• _阅读文本_:
Go语言的部分硬件信息采集可以通过gopsutil库来实现
gopsutil库是python中的psutil库在Golang上的移植版,主要用于收集主机的各种信息,包括网络信息,进程信息,硬件信息等
项目地址
官方文档
具体的引用方法网上有很多教程,这里不再赘述
还有一部分linux信息的采集通过调用linux的命令,经过管道回显实现的
具体使用方法
输出形式均为JSON文件
设备信息通过调用linux的dmidecode命令获取设备信息,然后经过管道获取回显,放到bytes内,输出。
此命令需要管理员权限
package main
import (
"encoding/json"
"fmt"
"io/ioutil"
"os/exec"
"strings"
)
func executive_DeviceOrder(attr string) []byte {
//name 设备名
//manufacturer 设备厂商
//serial_number 设备编码
//version 设备型号
var cmd *exec.Cmd
if attr == "name" {
cmd = exec.Command("/bin/bash", "-c", "sudo dmidecode -s system-product-name")
} else
if attr == "manufacturer" {
cmd = exec.Command("/bin/bash", "-c", "sudo dmidecode -s system-manufacturer")
} else
if attr == "serial_number" {
cmd = exec.Command("/bin/bash", "-c", "sudo dmidecode -s system-serial-number")
} else
if attr == "version" {
cmd = exec.Command("/bin/bash", "-c", "sudo dmidecode -s system-version")
} else {
fmt.Println("输入有误!")
return nil
}
//创建获取命令输出管道
stdout, err := cmd.StdoutPipe()
if err != nil {
fmt.Printf("Error:can not obtain stdout pipe for command:%s\n", err)
return nil
}
//执行命令
if err := cmd.Start(); err != nil {
fmt.Println("Error:The command is err", err)
return nil
}
//读取所有输出
bytes, err := ioutil.ReadAll(stdout)
if err != nil {
fmt.Println("ReadAll Stdout:", err.Error())
return nil
}
if err := cmd.Wait(); err != nil {
fmt.Println("wait:", err.Error())

• _任务要求_:
- 1) 请照原样抄录阅读文本中的一段:从含有“Go语言的部分硬件信息采集可以通过gopsutil库来实现”的词句开始,到“显,放到bytes内,输出。”为止。
- 2) 根据阅读文本,执行dmidecode命令需要什么权限?

• _存储数据_:
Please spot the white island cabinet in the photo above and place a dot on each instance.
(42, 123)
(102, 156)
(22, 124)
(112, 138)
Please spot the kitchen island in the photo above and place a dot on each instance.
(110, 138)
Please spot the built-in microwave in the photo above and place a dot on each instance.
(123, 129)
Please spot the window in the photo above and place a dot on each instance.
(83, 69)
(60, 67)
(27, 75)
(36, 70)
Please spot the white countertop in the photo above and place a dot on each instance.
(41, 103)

* * *

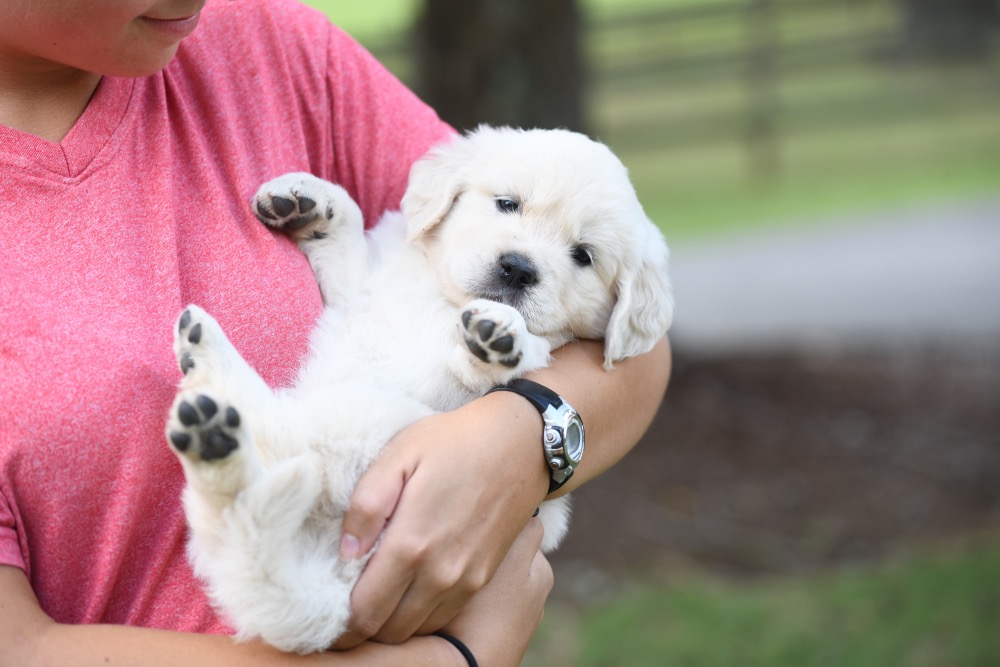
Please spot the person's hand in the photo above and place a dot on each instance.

---

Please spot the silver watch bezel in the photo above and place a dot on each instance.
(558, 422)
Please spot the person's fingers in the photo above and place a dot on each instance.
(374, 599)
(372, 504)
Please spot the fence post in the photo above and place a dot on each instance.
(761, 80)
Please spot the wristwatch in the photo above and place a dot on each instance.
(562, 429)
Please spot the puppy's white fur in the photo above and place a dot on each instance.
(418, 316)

• _各题解答_:
- 1)
Go语言的部分硬件信息采集可以通过gopsutil库来实现
gopsutil库是python中的psutil库在Golang上的移植版,主要用于收集主机的各种信息,包括网络信息,进程信息,硬件信息等
项目地址
官方文档
具体的引用方法网上有很多教程,这里不再赘述
还有一部分linux信息的采集通过调用linux的命令,经过管道回显实现的
具体使用方法
输出形式均为JSON文件
设备信息通过调用linux的dmidecode命令获取设备信息,然后经过管道获取回显,放到bytes内,输出。

- 2) 管理员权限。